ABOUT THIS EXERCISE — Look below and pull out each line with the word "task".

GIVEN DATA below:

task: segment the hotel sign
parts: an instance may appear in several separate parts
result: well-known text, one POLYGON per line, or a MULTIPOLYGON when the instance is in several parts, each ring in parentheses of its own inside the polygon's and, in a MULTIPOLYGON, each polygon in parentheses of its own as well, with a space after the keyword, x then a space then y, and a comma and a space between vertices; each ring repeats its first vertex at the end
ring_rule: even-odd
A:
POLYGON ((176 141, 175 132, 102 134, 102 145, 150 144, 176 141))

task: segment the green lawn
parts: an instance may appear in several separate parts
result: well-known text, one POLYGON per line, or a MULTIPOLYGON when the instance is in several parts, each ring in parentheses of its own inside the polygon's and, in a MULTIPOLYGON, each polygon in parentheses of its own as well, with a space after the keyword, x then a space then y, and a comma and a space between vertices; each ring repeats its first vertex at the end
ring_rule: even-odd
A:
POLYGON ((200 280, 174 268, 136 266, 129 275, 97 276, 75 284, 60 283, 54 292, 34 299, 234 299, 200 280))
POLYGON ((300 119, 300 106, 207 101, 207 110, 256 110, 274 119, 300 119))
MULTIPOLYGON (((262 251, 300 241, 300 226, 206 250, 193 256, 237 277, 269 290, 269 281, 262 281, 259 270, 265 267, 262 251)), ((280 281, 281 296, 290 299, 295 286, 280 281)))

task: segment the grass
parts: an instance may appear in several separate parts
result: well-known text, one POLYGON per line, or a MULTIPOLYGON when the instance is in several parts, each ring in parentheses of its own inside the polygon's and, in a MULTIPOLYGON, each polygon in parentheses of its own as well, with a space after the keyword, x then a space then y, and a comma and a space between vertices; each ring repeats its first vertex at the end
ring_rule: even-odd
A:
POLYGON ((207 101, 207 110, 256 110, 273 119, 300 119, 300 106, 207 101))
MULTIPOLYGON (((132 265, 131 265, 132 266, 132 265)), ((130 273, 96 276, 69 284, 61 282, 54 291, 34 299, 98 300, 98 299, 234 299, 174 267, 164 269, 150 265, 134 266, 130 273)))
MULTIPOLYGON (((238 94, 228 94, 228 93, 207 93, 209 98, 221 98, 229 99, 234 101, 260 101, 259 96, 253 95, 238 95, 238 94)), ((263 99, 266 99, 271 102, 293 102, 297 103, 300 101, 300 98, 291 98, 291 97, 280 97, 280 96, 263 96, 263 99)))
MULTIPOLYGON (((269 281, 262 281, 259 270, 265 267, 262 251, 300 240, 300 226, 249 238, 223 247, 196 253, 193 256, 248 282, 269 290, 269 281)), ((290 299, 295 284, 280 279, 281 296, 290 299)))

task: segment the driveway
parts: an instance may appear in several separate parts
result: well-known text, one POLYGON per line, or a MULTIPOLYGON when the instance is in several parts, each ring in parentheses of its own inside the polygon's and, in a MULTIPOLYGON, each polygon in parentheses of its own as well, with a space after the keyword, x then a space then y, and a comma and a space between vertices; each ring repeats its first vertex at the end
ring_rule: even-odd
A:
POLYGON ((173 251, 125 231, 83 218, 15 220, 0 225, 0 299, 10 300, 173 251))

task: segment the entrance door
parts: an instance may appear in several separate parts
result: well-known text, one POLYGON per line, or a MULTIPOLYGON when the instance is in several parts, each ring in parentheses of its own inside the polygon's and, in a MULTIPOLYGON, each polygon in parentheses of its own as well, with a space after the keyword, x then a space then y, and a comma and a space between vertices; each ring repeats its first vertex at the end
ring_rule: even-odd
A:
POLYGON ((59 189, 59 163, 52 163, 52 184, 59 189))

End of GIVEN DATA.

EXERCISE RESPONSE —
task: segment the hotel sign
task: segment the green lawn
task: segment the grass
task: segment the driveway
task: segment the entrance door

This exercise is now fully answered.